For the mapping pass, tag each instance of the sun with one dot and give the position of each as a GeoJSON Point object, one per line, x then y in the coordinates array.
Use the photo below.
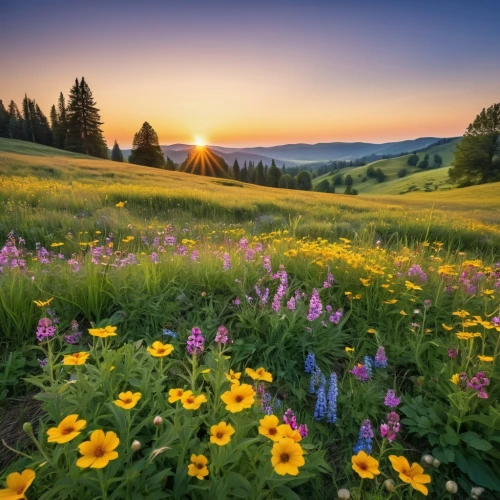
{"type": "Point", "coordinates": [199, 141]}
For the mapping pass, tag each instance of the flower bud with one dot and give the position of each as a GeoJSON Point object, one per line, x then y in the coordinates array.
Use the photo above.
{"type": "Point", "coordinates": [389, 485]}
{"type": "Point", "coordinates": [451, 487]}
{"type": "Point", "coordinates": [344, 494]}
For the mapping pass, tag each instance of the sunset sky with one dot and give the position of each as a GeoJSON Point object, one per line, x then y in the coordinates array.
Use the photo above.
{"type": "Point", "coordinates": [259, 73]}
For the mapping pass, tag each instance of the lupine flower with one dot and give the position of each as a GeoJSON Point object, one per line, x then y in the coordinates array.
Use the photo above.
{"type": "Point", "coordinates": [391, 400]}
{"type": "Point", "coordinates": [380, 358]}
{"type": "Point", "coordinates": [364, 439]}
{"type": "Point", "coordinates": [333, 391]}
{"type": "Point", "coordinates": [195, 342]}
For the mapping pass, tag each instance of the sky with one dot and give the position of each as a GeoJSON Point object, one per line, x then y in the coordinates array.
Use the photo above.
{"type": "Point", "coordinates": [258, 73]}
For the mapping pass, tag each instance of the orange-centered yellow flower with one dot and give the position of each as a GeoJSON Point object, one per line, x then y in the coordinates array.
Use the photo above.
{"type": "Point", "coordinates": [221, 433]}
{"type": "Point", "coordinates": [127, 400]}
{"type": "Point", "coordinates": [191, 402]}
{"type": "Point", "coordinates": [413, 475]}
{"type": "Point", "coordinates": [269, 427]}
{"type": "Point", "coordinates": [160, 350]}
{"type": "Point", "coordinates": [99, 450]}
{"type": "Point", "coordinates": [77, 358]}
{"type": "Point", "coordinates": [198, 466]}
{"type": "Point", "coordinates": [238, 398]}
{"type": "Point", "coordinates": [107, 331]}
{"type": "Point", "coordinates": [259, 374]}
{"type": "Point", "coordinates": [17, 484]}
{"type": "Point", "coordinates": [67, 430]}
{"type": "Point", "coordinates": [287, 457]}
{"type": "Point", "coordinates": [365, 465]}
{"type": "Point", "coordinates": [175, 395]}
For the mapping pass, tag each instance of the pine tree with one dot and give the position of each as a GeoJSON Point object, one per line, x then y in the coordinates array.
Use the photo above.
{"type": "Point", "coordinates": [116, 153]}
{"type": "Point", "coordinates": [146, 148]}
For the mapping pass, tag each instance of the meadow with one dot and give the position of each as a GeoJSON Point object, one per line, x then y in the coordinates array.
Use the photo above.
{"type": "Point", "coordinates": [165, 335]}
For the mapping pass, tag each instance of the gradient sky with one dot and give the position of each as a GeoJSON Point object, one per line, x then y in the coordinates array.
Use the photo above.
{"type": "Point", "coordinates": [259, 73]}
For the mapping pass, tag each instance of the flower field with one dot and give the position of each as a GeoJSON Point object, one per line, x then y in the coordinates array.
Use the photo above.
{"type": "Point", "coordinates": [166, 341]}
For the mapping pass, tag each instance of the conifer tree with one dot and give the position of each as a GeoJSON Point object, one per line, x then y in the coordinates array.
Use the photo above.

__________________________________________________

[Aim of the task]
Write out the material above again, word for word, minus its pictures.

[Exercise output]
For the mapping pass, tag each instance of the sun with one dot and give the position of each as a GeoJSON Point object, one per line, x then y in the coordinates array.
Use the photo below.
{"type": "Point", "coordinates": [199, 141]}
For the mapping pass, tag each instance of the flower bud with one dot and give the position of each as a GeoJSON Point object, one per line, x then y in the coordinates array.
Use the photo above.
{"type": "Point", "coordinates": [389, 485]}
{"type": "Point", "coordinates": [451, 487]}
{"type": "Point", "coordinates": [344, 494]}
For the mapping pass, tag each instance of the sunset sky with one dot and give the position of each as a GeoJSON Point object, one per line, x then y in the coordinates array.
Use the photo above.
{"type": "Point", "coordinates": [259, 73]}
For the mapping pass, tag each instance of the lupine flower with one dot and give the position of each as a GeoJSON Point object, one per line, x then y in the coordinates array.
Use the photo above.
{"type": "Point", "coordinates": [391, 400]}
{"type": "Point", "coordinates": [380, 358]}
{"type": "Point", "coordinates": [364, 439]}
{"type": "Point", "coordinates": [333, 391]}
{"type": "Point", "coordinates": [195, 342]}
For the mapping pass, tag each instance of the sky with one dot and give the position of each as a GeoJSON Point object, one per line, x then y in the coordinates array.
Use the photo above.
{"type": "Point", "coordinates": [258, 73]}
For the mapping pass, tag each instance of the orange-centered yellow flower with one dot and give the position of each as a GeoJSON Point object, one per line, x then y in the coordinates array.
Use the photo above.
{"type": "Point", "coordinates": [221, 433]}
{"type": "Point", "coordinates": [127, 400]}
{"type": "Point", "coordinates": [191, 402]}
{"type": "Point", "coordinates": [413, 475]}
{"type": "Point", "coordinates": [269, 427]}
{"type": "Point", "coordinates": [160, 350]}
{"type": "Point", "coordinates": [99, 450]}
{"type": "Point", "coordinates": [77, 358]}
{"type": "Point", "coordinates": [198, 466]}
{"type": "Point", "coordinates": [238, 398]}
{"type": "Point", "coordinates": [107, 331]}
{"type": "Point", "coordinates": [259, 374]}
{"type": "Point", "coordinates": [17, 484]}
{"type": "Point", "coordinates": [67, 430]}
{"type": "Point", "coordinates": [287, 457]}
{"type": "Point", "coordinates": [365, 465]}
{"type": "Point", "coordinates": [175, 395]}
For the mapping pass, tag each instance of the pine tree with one dot and give the position of each as a GeoJSON Point object, one per line, x then y in the coordinates array.
Use the photo above.
{"type": "Point", "coordinates": [116, 153]}
{"type": "Point", "coordinates": [146, 148]}
For the mapping pass, tag each instance of the meadow with one dot and give the position of each as a GeoJSON Point object, one per line, x then y in the coordinates array.
Use the photo above.
{"type": "Point", "coordinates": [165, 335]}
For the mapping pass, tag each instance of the gradient sky with one dot and give the position of each as a GeoJSON Point object, one per line, x then y in the coordinates array.
Use the photo above.
{"type": "Point", "coordinates": [259, 73]}
For the mapping pass, tag each instance of the flower field with one dot and give the position of each as a GeoJSON Point object, one per line, x then y in the coordinates array.
Use the photo above.
{"type": "Point", "coordinates": [166, 341]}
For the mapping pass, tag each instance of the conifer tree with one dot and give the position of each as a GeoJSON Point object, one per line, x then y in the coordinates array.
Use the photo above.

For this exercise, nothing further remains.